START Provided entries
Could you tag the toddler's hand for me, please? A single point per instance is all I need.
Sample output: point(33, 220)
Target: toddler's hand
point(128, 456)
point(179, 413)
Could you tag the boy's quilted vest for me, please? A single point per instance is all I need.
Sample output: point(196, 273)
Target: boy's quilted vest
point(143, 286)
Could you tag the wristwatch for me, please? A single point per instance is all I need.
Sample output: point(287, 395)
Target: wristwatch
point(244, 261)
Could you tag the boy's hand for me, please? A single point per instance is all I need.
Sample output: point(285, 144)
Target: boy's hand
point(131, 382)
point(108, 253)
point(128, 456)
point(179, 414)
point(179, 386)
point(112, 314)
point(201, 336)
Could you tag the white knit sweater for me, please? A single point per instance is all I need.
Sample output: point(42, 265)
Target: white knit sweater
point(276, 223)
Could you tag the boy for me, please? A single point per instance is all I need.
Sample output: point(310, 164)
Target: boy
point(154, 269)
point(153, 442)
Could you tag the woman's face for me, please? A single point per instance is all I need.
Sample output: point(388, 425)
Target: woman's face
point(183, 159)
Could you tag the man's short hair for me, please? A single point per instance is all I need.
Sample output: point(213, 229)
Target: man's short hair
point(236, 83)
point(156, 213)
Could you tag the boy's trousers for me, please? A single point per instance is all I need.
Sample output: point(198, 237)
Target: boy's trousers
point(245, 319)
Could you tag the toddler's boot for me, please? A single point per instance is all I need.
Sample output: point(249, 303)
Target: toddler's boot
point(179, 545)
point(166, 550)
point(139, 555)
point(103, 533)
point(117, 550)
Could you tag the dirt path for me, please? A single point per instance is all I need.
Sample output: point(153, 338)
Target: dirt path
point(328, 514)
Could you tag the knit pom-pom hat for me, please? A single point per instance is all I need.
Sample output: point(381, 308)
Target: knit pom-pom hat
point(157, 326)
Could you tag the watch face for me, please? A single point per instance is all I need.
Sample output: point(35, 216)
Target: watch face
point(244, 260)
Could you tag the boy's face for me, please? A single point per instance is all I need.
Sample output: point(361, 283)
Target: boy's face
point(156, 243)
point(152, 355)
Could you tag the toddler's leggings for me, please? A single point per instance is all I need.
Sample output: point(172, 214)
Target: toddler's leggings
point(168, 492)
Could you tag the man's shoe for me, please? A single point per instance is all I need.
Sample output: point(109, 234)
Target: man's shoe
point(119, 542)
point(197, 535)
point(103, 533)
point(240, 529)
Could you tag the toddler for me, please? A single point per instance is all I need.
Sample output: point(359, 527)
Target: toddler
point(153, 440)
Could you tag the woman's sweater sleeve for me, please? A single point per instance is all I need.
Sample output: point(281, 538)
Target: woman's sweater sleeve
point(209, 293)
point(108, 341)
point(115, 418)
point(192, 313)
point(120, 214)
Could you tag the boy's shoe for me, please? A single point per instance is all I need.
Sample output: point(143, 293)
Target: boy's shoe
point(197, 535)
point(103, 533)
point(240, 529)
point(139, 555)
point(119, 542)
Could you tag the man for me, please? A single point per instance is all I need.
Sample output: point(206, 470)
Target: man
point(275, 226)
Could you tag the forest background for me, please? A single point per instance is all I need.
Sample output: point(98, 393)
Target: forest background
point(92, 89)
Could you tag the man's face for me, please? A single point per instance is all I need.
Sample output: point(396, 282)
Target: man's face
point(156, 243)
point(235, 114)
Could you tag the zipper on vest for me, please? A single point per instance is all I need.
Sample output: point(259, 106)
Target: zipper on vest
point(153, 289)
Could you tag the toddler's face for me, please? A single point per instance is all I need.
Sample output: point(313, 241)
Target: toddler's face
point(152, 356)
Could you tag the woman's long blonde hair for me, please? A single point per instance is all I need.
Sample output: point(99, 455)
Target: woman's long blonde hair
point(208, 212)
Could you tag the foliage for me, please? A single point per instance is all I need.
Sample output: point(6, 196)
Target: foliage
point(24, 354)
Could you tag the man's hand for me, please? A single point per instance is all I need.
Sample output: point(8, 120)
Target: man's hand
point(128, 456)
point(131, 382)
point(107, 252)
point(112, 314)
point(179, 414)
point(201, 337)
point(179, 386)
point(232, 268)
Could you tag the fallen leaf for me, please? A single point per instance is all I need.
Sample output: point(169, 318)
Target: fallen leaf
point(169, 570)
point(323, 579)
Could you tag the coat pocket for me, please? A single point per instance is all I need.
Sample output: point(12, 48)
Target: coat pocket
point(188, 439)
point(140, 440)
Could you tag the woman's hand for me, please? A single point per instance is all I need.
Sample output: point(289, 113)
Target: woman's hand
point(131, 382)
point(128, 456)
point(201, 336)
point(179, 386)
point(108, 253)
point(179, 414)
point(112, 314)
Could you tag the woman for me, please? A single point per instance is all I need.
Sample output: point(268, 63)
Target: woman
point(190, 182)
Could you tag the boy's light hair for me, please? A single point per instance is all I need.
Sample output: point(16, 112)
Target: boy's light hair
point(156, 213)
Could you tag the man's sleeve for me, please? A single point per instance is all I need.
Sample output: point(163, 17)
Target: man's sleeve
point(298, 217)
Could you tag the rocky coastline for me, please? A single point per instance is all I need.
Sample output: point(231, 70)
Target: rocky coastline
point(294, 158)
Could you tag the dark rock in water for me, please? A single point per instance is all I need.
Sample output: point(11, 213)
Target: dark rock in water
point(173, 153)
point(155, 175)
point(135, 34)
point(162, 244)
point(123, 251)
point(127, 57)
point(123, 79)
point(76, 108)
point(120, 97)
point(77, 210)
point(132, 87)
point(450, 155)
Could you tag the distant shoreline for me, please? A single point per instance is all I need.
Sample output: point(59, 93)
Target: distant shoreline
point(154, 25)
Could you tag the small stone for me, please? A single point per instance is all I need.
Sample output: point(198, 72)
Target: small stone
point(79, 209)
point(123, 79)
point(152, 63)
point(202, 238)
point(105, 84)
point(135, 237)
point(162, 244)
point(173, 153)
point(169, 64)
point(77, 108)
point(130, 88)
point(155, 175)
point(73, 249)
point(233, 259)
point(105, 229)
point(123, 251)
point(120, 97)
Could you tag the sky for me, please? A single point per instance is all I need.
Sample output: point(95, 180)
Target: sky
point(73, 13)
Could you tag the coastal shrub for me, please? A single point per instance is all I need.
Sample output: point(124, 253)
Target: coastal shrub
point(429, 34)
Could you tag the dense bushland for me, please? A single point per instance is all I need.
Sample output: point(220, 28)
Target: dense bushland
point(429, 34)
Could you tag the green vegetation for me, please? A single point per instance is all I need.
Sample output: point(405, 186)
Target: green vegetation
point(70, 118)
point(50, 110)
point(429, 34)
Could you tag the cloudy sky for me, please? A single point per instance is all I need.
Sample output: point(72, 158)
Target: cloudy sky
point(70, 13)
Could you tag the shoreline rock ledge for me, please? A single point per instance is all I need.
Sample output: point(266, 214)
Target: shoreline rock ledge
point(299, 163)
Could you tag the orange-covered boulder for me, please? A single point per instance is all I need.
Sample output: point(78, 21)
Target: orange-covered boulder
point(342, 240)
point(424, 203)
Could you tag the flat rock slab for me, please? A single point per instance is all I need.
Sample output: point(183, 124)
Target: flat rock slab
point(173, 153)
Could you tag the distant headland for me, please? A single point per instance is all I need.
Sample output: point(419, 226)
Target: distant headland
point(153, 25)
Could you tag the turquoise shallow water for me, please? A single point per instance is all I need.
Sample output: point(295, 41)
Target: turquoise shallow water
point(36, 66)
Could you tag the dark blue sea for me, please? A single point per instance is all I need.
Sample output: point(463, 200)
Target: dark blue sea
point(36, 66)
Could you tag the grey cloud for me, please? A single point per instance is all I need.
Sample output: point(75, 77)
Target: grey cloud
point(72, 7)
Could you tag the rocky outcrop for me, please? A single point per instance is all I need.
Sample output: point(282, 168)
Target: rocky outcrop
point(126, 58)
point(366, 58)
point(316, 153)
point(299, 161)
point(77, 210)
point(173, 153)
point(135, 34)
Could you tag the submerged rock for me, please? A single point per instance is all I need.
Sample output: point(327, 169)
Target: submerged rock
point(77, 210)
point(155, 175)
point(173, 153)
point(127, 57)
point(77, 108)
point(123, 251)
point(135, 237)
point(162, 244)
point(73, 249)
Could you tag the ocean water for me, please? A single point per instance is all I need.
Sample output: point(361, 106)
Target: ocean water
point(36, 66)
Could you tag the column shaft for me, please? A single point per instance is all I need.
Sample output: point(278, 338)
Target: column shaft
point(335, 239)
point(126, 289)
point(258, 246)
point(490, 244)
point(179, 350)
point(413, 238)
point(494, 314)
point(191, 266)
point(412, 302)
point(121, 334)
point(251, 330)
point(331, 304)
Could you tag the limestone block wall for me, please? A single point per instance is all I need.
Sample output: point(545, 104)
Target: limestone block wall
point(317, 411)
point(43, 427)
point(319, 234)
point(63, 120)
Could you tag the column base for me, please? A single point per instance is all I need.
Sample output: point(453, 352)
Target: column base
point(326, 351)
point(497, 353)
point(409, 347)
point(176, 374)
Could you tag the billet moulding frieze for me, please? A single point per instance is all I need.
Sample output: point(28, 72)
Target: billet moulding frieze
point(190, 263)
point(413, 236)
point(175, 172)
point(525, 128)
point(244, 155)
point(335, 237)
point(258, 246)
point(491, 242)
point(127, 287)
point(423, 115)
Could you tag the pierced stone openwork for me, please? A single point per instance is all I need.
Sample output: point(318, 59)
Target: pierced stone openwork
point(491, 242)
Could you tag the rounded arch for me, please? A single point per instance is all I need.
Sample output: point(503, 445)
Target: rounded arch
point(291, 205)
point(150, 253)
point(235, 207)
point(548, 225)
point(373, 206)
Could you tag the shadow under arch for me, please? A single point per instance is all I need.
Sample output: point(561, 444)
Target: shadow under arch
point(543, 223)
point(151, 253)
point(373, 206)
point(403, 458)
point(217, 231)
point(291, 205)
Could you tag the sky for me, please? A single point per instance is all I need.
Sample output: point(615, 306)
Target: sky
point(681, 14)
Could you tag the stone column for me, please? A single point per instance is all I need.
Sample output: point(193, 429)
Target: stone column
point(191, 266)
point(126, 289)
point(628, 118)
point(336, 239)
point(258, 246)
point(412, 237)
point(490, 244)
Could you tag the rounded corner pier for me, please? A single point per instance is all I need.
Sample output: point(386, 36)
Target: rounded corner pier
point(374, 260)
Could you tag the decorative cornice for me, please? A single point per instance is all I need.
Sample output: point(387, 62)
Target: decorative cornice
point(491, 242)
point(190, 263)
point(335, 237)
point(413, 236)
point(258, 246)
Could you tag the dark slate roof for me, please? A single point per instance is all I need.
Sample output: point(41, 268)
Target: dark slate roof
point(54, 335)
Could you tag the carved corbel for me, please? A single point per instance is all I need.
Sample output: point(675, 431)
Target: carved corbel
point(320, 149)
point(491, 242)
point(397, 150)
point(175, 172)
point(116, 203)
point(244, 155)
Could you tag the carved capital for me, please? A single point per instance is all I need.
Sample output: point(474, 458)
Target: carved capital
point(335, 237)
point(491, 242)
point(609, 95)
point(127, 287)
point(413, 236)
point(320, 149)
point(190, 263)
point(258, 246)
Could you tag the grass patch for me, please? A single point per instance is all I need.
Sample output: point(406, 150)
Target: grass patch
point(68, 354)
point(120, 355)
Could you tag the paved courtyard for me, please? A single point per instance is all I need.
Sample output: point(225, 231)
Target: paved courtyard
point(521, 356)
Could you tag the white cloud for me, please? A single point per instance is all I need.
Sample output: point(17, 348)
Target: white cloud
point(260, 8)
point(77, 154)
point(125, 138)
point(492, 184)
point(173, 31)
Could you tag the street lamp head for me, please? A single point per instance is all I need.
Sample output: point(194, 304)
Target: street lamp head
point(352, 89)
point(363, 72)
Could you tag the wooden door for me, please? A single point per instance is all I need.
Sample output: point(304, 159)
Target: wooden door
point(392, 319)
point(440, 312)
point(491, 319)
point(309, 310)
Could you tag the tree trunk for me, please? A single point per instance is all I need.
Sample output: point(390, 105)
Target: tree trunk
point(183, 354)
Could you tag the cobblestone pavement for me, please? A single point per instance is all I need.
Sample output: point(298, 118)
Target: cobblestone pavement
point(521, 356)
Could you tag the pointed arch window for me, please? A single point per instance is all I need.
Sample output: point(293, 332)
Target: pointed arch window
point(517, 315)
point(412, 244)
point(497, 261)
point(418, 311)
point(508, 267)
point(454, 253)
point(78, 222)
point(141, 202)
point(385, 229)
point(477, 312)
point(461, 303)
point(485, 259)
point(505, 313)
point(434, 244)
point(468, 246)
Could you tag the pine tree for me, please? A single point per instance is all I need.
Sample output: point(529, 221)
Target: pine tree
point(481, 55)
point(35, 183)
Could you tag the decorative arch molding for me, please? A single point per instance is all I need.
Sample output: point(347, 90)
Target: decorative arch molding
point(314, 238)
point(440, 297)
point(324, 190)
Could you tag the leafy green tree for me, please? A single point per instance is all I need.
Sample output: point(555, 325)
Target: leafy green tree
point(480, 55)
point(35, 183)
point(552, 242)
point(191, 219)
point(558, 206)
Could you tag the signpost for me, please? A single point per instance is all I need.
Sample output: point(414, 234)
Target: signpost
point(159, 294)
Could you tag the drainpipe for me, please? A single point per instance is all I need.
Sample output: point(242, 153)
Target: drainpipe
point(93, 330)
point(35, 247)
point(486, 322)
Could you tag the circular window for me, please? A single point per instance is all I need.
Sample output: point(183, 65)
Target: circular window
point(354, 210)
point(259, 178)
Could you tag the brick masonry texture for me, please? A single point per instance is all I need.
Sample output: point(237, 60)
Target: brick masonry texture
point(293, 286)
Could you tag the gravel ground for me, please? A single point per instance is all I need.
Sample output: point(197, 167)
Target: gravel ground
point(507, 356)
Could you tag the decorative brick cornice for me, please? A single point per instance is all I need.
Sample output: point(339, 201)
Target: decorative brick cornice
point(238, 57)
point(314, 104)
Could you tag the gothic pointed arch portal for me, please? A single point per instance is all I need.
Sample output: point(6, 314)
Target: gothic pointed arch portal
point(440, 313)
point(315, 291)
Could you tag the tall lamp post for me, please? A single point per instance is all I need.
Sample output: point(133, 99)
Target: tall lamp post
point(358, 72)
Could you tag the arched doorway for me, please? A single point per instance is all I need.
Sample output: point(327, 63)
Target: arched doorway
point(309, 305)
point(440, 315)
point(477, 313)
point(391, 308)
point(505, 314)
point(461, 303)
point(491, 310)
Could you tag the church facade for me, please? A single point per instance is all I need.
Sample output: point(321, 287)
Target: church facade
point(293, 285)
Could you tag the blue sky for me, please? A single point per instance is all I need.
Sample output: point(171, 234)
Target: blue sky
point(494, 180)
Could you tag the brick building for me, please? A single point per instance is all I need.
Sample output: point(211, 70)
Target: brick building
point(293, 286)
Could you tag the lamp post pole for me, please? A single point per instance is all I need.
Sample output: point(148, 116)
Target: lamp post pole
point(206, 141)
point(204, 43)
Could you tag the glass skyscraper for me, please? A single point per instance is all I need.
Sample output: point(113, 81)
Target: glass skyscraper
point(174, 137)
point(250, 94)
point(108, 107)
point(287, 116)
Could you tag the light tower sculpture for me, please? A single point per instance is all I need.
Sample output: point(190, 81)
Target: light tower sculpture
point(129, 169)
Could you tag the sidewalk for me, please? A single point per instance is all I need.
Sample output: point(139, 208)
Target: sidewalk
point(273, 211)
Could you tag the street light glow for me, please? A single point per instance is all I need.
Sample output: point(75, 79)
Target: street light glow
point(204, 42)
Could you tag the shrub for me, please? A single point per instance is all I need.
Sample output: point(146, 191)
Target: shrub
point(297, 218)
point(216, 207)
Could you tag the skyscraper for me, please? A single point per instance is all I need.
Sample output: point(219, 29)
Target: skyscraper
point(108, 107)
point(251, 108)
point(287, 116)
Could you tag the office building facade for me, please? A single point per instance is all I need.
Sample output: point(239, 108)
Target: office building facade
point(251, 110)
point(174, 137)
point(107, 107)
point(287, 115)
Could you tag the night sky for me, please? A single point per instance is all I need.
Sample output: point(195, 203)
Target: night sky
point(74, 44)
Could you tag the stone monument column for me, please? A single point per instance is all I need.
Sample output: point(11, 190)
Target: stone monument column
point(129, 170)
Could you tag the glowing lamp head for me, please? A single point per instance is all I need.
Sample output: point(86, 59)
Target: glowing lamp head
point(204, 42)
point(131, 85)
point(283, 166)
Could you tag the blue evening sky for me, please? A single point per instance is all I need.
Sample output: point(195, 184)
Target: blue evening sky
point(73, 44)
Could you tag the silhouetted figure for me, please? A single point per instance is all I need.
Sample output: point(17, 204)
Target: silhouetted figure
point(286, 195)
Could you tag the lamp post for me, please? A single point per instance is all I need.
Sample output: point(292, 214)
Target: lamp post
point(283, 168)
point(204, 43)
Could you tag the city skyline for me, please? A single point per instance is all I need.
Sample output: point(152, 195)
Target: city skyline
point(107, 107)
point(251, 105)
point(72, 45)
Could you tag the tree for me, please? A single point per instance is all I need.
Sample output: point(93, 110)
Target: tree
END Provided entries
Copy out the material again word for word, starting with the line that contains "Could you tag the zipper" and going on through the line that contains "point(152, 356)", both included.

• Answer for the task:
Could you tag the zipper on vest for me, please? A single point per instance is all I need.
Sample output: point(259, 106)
Target: zipper on vest
point(153, 289)
Could you tag the toddler's face for me, please? A single point per instance is all I need.
Sample output: point(313, 241)
Target: toddler's face
point(152, 356)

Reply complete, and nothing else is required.